== Source extract ==

All of lore.kernel.org
 help / color / mirror / Atom feed
From: Dave Chinner <david@fromorbit.com>
To: "Darrick J. Wong" <darrick.wong@oracle.com>
Cc: linux-xfs@vger.kernel.org, hch@lst.de, bfoster@redhat.com
Subject: Re: [PATCH 2/4] xfs: proper replay of deferred ops queued during log recovery
Date: Mon, 28 Sep 2020 15:26:18 +1000	[thread overview]
Message-ID: <20200928052618.GD14422@dread.disaster.area> (raw)
In-Reply-To: <160125008079.174438.4841984502957067911.stgit@magnolia>

On Sun, Sep 27, 2020 at 04:41:20PM -0700, Darrick J. Wong wrote:
> From: Darrick J. Wong <darrick.wong@oracle.com>
> 
> When we replay unfinished intent items that have been recovered from the
> log, it's possible that the replay will cause the creation of more
> deferred work items.  As outlined in commit 509955823cc9c ("xfs: log
> recovery should replay deferred ops in order"), later work items have an
> implicit ordering dependency on earlier work items.  Therefore, recovery
> must replay the items (both recovered and created) in the same order
> that they would have been during normal operation.

===
== Stored rows ==

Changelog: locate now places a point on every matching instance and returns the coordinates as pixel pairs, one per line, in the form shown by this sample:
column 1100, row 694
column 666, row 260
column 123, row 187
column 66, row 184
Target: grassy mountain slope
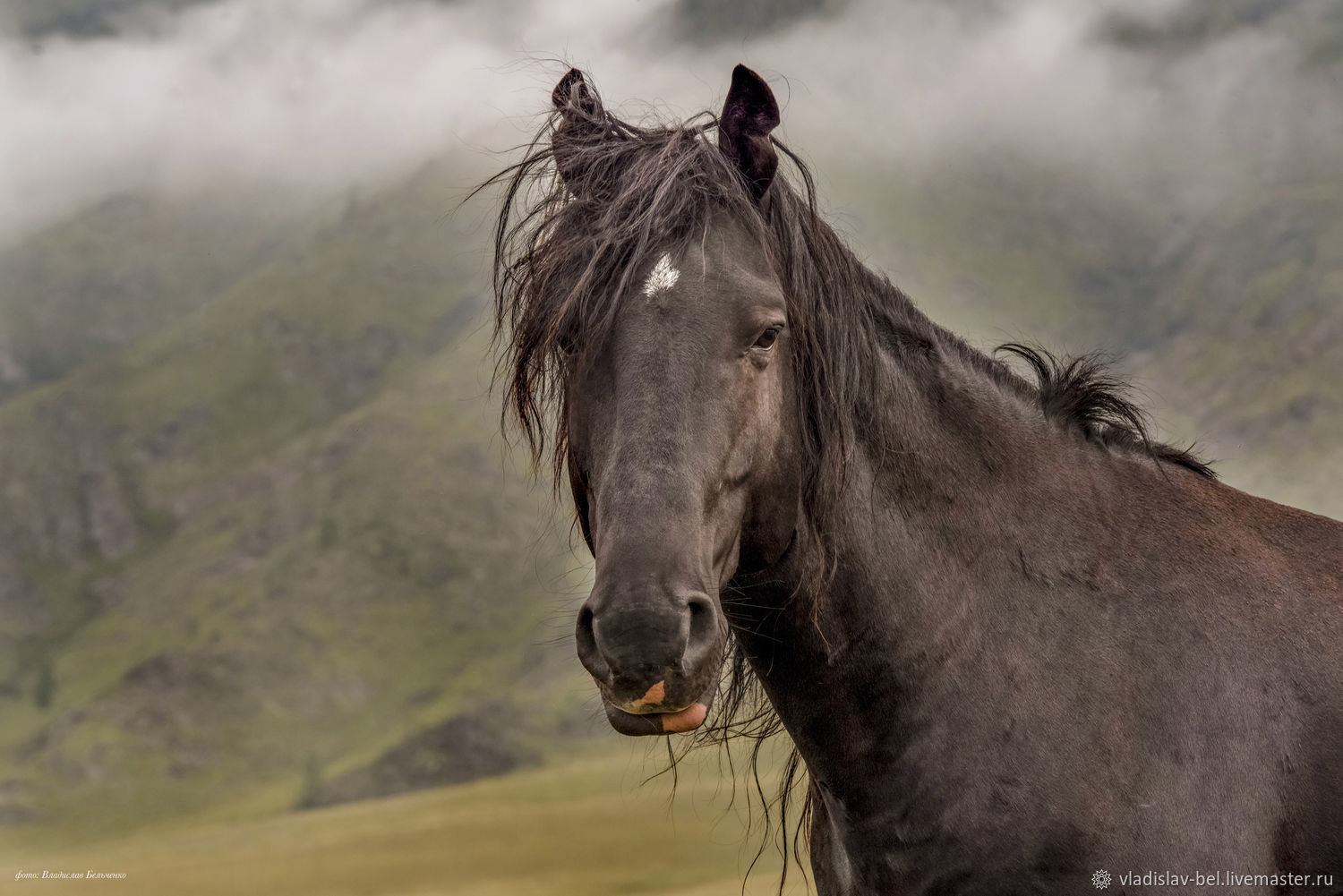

===

Exercise directions: According to the mailing-list reply about log recovery, why must recovery replay both recovered and newly created work items in the same order as during normal operation?

Written response: Replaying unfinished intent items from the log can create more deferred work items, and later work items have an implicit ordering dependency on earlier ones. Recovery therefore has to preserve the order those items would have had during normal operation.